To-do item
Print, without any change, the part of the rows that opens with their very first line and closes with the line containing "positive clicks: (1002, 82)", including both of those lines.

Data
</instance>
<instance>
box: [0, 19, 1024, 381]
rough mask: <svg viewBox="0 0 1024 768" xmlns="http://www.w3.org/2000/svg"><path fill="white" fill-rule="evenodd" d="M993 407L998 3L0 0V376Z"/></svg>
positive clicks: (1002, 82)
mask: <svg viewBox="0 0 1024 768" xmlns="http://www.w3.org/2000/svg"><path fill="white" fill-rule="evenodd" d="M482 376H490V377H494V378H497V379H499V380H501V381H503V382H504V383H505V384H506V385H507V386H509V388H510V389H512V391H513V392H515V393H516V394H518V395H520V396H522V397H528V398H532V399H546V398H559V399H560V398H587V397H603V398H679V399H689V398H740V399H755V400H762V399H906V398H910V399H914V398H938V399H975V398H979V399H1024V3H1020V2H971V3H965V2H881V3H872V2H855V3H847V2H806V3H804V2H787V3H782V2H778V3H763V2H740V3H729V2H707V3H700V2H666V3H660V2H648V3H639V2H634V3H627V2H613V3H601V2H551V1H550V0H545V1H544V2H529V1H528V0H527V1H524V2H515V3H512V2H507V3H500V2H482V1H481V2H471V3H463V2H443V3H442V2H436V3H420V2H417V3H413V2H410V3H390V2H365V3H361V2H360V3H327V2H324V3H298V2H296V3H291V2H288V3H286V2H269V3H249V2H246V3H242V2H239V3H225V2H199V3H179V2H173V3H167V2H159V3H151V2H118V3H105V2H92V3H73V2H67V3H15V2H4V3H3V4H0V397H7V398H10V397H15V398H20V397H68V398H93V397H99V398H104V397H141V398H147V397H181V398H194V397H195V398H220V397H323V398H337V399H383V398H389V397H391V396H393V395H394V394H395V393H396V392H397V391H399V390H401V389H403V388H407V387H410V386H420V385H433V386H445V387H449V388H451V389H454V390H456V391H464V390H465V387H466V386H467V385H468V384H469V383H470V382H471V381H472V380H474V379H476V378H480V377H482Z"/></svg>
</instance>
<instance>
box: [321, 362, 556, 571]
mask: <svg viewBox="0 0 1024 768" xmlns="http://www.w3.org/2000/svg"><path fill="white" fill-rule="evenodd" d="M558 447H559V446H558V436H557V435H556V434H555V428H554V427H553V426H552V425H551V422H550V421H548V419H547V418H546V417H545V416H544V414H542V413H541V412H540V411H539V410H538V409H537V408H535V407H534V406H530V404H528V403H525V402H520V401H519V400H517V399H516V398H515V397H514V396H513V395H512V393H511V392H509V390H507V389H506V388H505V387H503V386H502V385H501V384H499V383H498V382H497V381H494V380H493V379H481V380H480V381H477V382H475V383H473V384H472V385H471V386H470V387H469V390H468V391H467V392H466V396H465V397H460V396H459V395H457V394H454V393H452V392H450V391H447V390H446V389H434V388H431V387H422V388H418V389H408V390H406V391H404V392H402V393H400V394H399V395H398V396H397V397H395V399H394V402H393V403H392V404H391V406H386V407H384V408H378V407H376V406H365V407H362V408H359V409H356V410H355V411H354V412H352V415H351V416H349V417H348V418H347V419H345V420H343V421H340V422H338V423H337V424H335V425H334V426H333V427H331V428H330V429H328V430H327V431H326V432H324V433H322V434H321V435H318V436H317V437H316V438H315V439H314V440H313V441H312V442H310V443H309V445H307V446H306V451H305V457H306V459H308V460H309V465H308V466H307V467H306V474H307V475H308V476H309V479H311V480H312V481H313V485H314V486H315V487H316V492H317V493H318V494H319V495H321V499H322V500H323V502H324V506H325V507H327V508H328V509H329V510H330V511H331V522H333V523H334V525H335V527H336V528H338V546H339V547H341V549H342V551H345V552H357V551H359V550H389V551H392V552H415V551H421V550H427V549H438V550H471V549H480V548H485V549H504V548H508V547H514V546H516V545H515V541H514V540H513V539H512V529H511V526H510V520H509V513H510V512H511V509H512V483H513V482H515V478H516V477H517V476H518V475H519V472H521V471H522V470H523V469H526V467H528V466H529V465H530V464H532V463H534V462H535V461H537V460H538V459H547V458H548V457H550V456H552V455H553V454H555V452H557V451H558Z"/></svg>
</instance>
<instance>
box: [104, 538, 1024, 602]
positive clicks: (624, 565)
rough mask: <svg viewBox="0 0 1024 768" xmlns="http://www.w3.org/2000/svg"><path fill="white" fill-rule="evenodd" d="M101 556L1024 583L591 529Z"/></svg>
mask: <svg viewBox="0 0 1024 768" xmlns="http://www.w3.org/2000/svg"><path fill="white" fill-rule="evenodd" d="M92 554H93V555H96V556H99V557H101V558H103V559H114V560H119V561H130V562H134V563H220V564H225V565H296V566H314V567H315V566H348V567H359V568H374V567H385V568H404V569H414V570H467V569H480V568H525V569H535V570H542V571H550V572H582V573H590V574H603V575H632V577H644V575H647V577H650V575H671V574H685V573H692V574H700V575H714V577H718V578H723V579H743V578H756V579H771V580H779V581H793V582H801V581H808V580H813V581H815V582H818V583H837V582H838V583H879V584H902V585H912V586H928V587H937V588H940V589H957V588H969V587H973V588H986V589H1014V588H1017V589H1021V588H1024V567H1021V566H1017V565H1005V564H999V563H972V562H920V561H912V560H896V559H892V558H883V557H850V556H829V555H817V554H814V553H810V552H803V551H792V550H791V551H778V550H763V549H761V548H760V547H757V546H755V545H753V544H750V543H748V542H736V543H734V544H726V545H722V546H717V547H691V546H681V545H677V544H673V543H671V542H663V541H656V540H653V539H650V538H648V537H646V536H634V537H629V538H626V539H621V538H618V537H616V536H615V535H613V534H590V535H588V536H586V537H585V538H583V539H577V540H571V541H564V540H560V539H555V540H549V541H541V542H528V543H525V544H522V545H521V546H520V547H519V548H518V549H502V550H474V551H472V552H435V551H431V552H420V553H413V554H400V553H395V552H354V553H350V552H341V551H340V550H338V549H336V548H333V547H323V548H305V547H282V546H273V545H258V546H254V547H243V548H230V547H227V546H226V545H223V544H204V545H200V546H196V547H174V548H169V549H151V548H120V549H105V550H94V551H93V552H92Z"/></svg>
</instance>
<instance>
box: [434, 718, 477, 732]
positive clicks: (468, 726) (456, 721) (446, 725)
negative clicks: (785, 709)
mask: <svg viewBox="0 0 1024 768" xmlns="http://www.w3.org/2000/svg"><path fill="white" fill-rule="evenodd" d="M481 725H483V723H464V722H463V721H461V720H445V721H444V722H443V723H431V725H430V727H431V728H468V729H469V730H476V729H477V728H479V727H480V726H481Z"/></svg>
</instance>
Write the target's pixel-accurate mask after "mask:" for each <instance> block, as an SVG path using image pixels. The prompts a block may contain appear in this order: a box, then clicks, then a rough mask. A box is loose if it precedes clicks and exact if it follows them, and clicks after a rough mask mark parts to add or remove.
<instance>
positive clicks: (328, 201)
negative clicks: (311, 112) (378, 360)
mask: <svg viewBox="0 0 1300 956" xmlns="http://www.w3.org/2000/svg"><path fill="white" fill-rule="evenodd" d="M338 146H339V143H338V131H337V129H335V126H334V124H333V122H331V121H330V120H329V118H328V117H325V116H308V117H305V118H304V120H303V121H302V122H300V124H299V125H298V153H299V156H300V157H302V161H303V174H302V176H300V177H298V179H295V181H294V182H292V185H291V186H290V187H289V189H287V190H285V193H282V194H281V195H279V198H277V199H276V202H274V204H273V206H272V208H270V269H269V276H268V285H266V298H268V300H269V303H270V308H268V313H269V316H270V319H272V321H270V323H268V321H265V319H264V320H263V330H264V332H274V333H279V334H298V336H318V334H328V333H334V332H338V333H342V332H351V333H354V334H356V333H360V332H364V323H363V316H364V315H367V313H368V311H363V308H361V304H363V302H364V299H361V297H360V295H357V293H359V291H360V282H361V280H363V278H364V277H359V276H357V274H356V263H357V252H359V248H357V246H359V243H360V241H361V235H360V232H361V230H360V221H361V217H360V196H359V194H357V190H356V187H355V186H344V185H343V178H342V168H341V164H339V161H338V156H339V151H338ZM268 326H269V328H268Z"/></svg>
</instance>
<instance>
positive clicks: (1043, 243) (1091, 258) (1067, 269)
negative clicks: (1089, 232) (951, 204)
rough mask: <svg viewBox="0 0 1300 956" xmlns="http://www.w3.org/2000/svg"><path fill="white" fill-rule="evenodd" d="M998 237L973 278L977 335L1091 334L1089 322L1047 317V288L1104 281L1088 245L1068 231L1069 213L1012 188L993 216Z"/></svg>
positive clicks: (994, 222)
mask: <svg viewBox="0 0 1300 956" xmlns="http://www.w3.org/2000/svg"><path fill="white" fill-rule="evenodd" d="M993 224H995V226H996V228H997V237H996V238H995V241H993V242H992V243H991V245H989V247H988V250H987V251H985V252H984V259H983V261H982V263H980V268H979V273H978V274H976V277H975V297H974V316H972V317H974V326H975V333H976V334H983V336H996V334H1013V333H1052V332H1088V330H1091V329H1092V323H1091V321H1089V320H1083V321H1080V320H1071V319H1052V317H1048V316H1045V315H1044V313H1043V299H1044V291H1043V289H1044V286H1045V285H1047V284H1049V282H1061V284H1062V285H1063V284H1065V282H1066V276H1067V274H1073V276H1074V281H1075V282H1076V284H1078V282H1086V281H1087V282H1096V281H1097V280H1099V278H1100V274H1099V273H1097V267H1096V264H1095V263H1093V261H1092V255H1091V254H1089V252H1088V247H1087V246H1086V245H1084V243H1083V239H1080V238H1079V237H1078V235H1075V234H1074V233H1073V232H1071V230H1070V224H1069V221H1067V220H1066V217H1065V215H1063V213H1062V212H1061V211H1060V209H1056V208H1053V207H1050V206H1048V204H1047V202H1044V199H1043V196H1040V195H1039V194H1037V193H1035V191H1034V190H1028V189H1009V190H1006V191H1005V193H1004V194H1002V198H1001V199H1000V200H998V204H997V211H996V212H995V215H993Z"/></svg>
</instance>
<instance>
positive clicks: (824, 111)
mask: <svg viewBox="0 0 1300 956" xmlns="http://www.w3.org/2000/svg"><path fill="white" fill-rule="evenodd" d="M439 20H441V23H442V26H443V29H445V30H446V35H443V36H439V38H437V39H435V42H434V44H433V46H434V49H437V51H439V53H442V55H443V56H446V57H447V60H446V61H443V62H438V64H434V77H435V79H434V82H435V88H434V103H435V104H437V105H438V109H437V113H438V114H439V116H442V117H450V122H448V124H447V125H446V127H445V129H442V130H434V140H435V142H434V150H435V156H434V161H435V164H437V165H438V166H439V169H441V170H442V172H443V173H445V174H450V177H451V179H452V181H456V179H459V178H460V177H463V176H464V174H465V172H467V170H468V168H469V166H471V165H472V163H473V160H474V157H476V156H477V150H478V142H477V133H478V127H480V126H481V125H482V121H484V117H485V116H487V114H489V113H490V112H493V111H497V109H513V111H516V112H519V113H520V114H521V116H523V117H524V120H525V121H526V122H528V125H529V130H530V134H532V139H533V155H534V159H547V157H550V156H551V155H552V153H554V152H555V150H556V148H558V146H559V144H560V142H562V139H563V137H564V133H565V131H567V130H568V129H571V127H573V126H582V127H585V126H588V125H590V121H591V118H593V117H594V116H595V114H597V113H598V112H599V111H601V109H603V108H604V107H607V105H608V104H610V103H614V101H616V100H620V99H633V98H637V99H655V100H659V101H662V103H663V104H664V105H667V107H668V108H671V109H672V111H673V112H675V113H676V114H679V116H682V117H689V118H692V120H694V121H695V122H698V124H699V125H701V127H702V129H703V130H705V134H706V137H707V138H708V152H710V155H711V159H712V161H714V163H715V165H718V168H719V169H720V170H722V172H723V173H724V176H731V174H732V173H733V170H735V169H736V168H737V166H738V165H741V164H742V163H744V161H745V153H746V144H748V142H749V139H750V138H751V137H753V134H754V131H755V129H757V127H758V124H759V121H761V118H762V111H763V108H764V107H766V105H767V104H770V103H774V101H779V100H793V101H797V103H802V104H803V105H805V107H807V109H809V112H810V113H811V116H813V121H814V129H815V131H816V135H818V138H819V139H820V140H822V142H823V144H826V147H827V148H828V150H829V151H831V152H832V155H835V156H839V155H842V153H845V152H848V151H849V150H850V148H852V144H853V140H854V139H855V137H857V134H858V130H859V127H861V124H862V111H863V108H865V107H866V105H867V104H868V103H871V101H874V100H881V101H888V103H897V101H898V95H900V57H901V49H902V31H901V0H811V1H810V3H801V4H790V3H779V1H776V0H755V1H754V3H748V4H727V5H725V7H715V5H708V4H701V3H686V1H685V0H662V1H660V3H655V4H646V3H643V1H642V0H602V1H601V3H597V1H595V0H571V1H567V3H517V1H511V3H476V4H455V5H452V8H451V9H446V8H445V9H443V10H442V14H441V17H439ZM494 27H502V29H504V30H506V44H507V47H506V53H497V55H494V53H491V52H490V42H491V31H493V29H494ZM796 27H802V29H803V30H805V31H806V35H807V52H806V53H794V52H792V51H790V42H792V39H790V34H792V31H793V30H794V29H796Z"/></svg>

Result
</instance>
<instance>
box: [0, 19, 1024, 381]
rough mask: <svg viewBox="0 0 1024 768" xmlns="http://www.w3.org/2000/svg"><path fill="white" fill-rule="evenodd" d="M993 407L998 3L0 0V376Z"/></svg>
positive clicks: (1002, 82)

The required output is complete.